Christ lag in Todesbanden, BWV 4 [21:45]
Der Himmel lacht! Die Erde jubilieret, BWV 31* [18:26]
Cantatas for Easter Monday

Erfreut euch, ihr Herzen, BWV 66 [28:04]
Bleib bei uns, denn es will Abend werden [19:17]
Cantatas for Easter Tuesday

Ein Herz, das seinen Jesum lebend weiss, BWV 134 [23:57]
Ich lebe, mein Herze, zu deinem Ergötzen, BWV 145 [8:58]
*Gillian Keith, Angharad Gruffydd Jones (sopranos); Daniel Taylor (alto); James Gilchrist (tenor); Stephen Varcoe (bass)
The Monteverdi Choir/English Baroque Soloists/Sir John Eliot Gardiner.
rec. Georgenkirche, Eisenach, 23-25 April 2000. DDD
SOLI DEO GLORIA SDG 128 [68:26 + 52:13]



In 2000 Easter Sunday fell on 23 April. Fittingly, Sir John Eliot Gardiner and his Cantata Pilgrims spent the Easter weekend in Eisenach, Bach’s birthplace, and gave concerts on three consecutive days at the church where he was baptised and where he was a boy chorister. This pair of CDs contains two cantatas for each of the three days of the Easter festival. Some collectors may already have the DG disc that was issued in 2000 and which contains two Easter cantatas, BWV 6 and BWV 66. It’s worth confirming that these are different recordings: the DG performances were taped in the studio in April 1999 – in other words, in advance of the Pilgrimage – and feature different soloists.

Data listing:
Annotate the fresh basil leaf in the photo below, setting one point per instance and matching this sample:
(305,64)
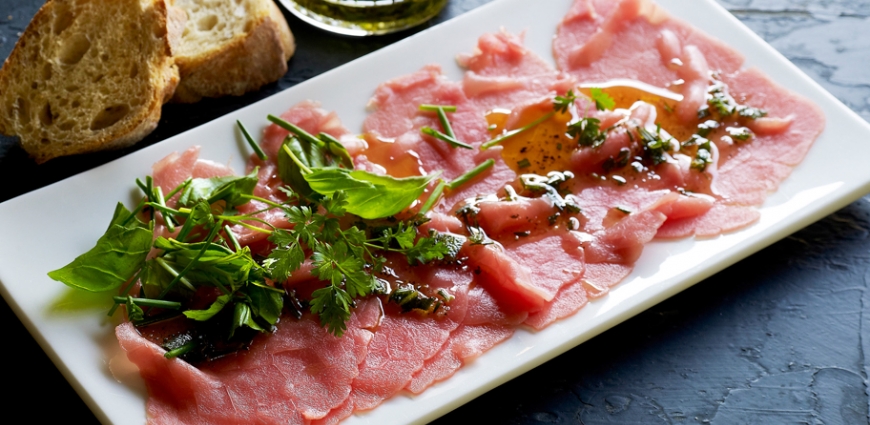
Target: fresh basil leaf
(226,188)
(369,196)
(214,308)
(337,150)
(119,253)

==

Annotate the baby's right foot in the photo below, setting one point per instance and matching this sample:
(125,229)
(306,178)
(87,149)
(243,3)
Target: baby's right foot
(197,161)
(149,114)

> _Exercise set_
A - Per the Bach cantata review, where were the DG performances of BWV 6 and BWV 66 recorded?
B - Copy out the Bach cantata review from "Ein Herz, das" to "John Eliot Gardiner.".

> _Answers by task_
A - In the studio, in April 1999.

B -
Ein Herz, das seinen Jesum lebend weiss, BWV 134 [23:57]
Ich lebe, mein Herze, zu deinem Ergötzen, BWV 145 [8:58]
*Gillian Keith, Angharad Gruffydd Jones (sopranos); Daniel Taylor (alto); James Gilchrist (tenor); Stephen Varcoe (bass)
The Monteverdi Choir/English Baroque Soloists/Sir John Eliot Gardiner.